A run of records:
Start

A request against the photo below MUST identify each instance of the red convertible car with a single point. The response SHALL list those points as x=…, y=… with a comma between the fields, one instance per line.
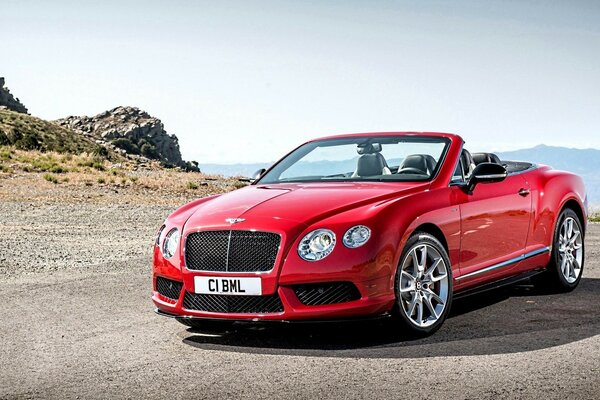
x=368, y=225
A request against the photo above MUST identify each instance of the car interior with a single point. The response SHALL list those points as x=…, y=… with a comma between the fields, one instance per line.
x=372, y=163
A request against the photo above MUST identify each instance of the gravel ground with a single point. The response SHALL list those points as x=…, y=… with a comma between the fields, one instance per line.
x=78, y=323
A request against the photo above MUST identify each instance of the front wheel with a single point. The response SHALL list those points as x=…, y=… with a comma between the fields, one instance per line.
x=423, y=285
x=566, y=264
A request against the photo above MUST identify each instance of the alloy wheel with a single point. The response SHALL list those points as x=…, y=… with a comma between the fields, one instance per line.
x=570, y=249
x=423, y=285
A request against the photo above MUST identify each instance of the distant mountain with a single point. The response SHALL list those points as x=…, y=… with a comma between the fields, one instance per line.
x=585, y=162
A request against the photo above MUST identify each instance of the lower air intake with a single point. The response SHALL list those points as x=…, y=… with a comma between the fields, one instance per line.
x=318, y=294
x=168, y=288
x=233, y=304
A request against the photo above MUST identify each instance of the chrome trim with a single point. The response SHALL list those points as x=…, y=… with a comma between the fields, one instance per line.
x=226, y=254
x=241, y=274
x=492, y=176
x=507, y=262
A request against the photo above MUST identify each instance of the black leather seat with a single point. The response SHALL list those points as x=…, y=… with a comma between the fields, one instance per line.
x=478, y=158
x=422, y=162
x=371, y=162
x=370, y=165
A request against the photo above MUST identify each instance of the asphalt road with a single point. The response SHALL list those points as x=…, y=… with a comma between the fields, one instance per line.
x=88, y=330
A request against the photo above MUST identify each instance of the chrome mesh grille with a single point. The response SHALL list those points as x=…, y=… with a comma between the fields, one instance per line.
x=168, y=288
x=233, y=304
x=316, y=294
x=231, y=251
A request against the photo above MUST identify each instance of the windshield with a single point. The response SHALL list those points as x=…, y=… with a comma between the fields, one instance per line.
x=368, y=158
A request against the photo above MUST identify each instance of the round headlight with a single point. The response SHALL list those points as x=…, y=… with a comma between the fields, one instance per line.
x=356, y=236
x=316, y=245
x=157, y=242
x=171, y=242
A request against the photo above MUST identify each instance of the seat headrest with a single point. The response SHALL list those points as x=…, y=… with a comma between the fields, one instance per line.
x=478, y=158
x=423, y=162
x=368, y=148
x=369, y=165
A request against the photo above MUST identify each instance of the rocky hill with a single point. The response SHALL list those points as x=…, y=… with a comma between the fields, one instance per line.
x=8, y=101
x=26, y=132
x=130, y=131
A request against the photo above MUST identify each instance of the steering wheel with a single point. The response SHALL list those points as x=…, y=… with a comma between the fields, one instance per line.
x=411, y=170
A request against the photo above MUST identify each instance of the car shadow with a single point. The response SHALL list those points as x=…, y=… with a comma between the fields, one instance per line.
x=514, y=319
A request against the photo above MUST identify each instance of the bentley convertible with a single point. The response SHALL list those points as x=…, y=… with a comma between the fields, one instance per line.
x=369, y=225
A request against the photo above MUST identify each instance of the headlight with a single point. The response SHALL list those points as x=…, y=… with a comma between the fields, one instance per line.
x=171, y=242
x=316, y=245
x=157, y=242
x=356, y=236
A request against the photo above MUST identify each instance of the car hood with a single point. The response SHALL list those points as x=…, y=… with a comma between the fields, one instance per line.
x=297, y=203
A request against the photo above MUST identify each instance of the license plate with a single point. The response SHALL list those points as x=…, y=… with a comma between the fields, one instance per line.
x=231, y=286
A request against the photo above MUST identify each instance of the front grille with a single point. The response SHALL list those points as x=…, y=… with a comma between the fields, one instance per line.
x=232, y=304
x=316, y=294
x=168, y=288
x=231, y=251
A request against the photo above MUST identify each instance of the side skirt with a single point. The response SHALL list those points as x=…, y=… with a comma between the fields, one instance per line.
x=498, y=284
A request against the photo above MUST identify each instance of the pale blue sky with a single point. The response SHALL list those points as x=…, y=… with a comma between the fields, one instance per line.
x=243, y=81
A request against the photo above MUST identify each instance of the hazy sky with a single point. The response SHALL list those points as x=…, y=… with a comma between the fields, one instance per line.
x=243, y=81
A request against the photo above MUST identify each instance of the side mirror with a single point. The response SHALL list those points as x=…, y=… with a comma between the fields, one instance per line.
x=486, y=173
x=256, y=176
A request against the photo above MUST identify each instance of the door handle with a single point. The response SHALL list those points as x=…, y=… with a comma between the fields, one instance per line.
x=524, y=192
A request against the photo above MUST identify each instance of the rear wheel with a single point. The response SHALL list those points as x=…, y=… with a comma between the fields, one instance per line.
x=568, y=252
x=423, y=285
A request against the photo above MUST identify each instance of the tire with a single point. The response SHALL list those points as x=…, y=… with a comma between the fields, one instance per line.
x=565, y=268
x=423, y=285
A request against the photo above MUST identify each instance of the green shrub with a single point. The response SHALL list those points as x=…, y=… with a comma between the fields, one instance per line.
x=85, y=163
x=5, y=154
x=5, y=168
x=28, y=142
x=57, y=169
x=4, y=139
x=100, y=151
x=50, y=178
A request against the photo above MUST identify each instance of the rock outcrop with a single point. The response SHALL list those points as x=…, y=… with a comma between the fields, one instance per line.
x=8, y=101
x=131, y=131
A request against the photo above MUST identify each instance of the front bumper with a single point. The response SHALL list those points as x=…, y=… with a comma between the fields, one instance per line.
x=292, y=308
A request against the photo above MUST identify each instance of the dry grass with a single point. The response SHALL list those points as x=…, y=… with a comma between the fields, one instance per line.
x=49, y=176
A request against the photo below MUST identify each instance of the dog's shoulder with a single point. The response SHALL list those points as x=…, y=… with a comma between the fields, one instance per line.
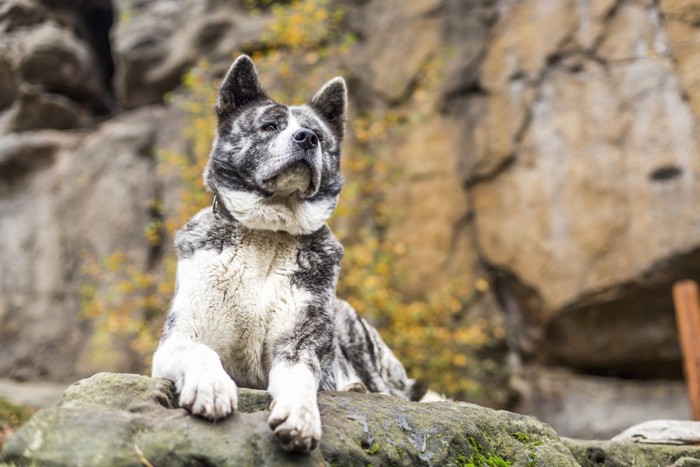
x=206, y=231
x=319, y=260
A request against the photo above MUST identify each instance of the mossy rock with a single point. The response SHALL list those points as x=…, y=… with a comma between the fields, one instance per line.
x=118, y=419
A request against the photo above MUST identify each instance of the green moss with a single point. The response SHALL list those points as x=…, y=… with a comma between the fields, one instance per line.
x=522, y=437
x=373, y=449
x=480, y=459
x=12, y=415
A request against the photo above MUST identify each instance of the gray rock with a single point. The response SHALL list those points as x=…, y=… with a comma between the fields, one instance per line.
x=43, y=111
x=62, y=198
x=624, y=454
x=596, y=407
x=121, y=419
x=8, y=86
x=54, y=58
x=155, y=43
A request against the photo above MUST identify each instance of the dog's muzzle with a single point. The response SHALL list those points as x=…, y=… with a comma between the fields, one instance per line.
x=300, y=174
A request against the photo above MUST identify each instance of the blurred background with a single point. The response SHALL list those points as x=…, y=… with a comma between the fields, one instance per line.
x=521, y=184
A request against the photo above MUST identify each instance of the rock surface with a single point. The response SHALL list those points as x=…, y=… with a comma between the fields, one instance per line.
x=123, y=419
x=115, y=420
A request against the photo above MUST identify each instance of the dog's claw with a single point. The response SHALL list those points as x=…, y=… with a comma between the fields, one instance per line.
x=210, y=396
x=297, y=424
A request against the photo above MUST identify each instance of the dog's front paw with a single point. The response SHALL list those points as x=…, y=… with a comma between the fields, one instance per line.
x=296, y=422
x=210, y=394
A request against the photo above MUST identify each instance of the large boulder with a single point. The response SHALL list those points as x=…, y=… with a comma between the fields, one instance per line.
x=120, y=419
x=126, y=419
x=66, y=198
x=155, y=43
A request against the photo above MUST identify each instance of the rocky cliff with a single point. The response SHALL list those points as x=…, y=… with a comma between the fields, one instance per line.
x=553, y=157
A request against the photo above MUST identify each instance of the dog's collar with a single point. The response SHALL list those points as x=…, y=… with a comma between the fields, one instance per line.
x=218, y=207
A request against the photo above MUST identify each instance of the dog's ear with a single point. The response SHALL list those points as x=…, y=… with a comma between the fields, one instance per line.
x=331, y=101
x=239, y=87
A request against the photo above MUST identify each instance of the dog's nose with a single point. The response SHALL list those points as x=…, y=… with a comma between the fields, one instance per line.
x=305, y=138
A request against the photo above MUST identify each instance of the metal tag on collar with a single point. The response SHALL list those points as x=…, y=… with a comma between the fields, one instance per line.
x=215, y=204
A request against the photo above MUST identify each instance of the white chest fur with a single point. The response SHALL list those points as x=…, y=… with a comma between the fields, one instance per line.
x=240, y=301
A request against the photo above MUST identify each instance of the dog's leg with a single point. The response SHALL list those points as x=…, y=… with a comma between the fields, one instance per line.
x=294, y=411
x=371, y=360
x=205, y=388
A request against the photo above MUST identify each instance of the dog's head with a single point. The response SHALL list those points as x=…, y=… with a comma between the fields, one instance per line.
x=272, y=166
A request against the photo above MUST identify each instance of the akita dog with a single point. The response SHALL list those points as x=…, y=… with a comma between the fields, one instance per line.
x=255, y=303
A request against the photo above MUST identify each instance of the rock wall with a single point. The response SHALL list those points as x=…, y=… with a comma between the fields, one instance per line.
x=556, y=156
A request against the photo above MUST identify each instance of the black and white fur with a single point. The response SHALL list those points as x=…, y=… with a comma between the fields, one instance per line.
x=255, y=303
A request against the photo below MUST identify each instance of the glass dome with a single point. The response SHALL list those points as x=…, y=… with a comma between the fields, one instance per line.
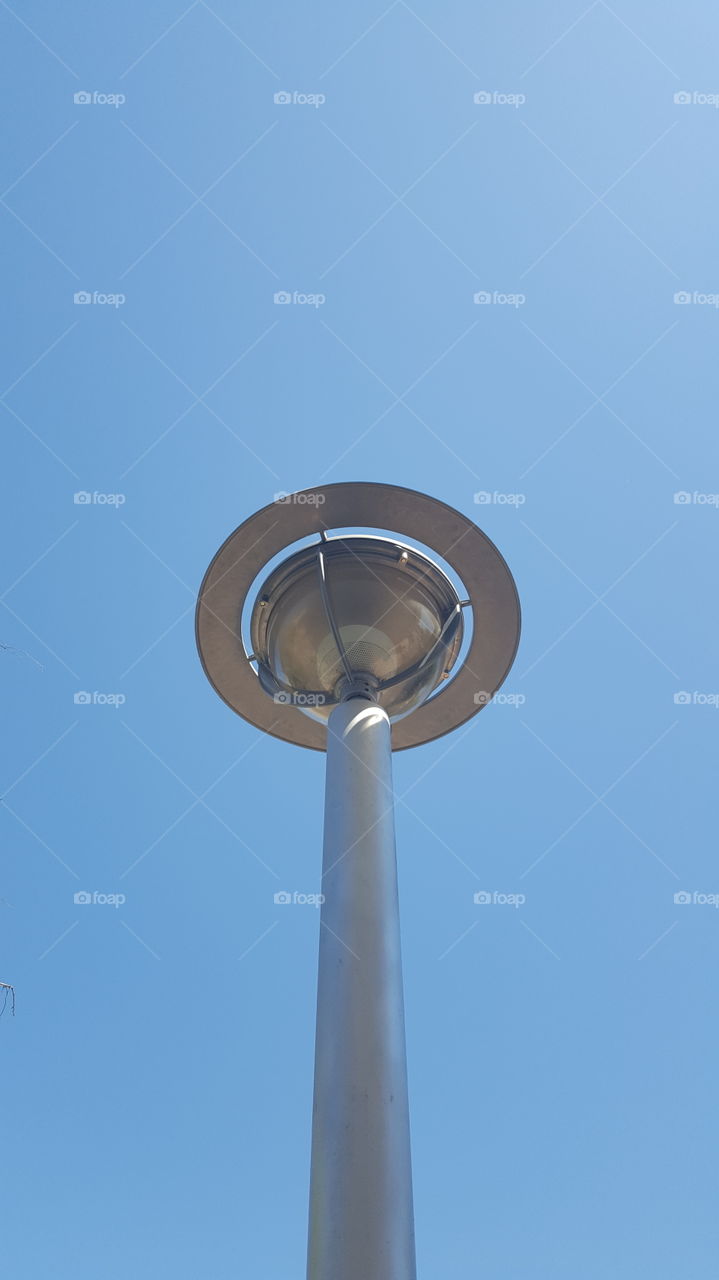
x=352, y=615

End

From the line that holds "of the akita" to the last line of the records, please copy each line exactly and nothing else. Pictures stay out.

A request against the photo above MUST identify each instance of the akita dog with a single point. The response SHALL list those points as x=…, y=… with a comma between the fields, one instance per line.
x=255, y=303
A request against the photo above MUST identify each instance of the rock wall with a single point. The response SHALL list those points as x=…, y=… with a comma between the fields, one instance per line.
x=556, y=156
A request against the photo above MUST identify each instance of the black and white fur with a single point. The response SHALL list those points as x=…, y=… with a comma between the fields, one instance per line.
x=255, y=303
A request against the photo below MUST identify each instance of the glass dome with a single point. The response SHALL list those points as x=…, y=… with a comma between the fields, one instance per line.
x=352, y=615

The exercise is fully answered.